**STUDY TEXT**.
MS. WALMAN:[. . .] all the papers. [. . .] the papers. So, we went to all around America. We went there with an agent. Not--I wasn't alone with [. . .] went all alone and you don't [. . .] go to China [. . .] papers to take out, the passport, that agent did everything for you. I guess it was made up from my [. . .] everything was--they took us to the boat, before they took us, they put us in a hotel, and they--
MR. APPLEBAUM:Who were you traveling with at this time?
MS. WALMAN:With whom? With my little girl, and I--people that I--my brother brought me to a big town. In [Chernovich]. And we sleep here. And from there, from there the agent took me over. Took us over. And I wasn't the only one. I was--there were so many my age people that we became very friendly to each other, and my brother--my brother-in-law brought his [. . .] and he loved it there.
MR. APPLEBAUM:This is the end of side one of tape one of the interview with Jenny Walman. This is interview number 195. END OF SIDE ONE, TAPE ONE BEGINNING OF SIDE TWO, TAPE ONE
MR. APPLEBAUM:This is side two of tape one of the interview with Jenny Walman. This is interview number 195. We're up to the point where you're going to board a boat. And come over to the United States. What harbor was it, what city was it--
MS. WALMAN:[Olent, Olent], yeah. And, boat was the ship [Dusseldorf]. And, I came with my baby, she was six years, she was a big girl. She used to dance with me, and she was a very good child, and I left even the [native foreigners]. This means, the people that they went with me, my age--they used to--if I was to go to [. . .] they [loved] little [. . .] You know, they took care of each other, you know. And, they--we become very friendly when we are going eight people, special circumstances. And people [. . .] very well from the first time that my brother-in-law brought me big city, so we became very friendly, and we were friends until the late, late years with them. So they used to take care of each other. And I never left her alone. It's possible, I used to take her all over, because she was a big girl, very talkful and understanding. She was very happy with Jenny; Jenny was like her sister, not like her aunt.

Saved data entries
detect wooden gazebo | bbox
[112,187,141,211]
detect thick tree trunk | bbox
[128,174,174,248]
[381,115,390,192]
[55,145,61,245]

**YOUR ASSIGNMENT**. In the interview transcript, how old was Ms. Walman's little girl when they came over on the boat?

**SOLUTION BELOW**. She was six years old.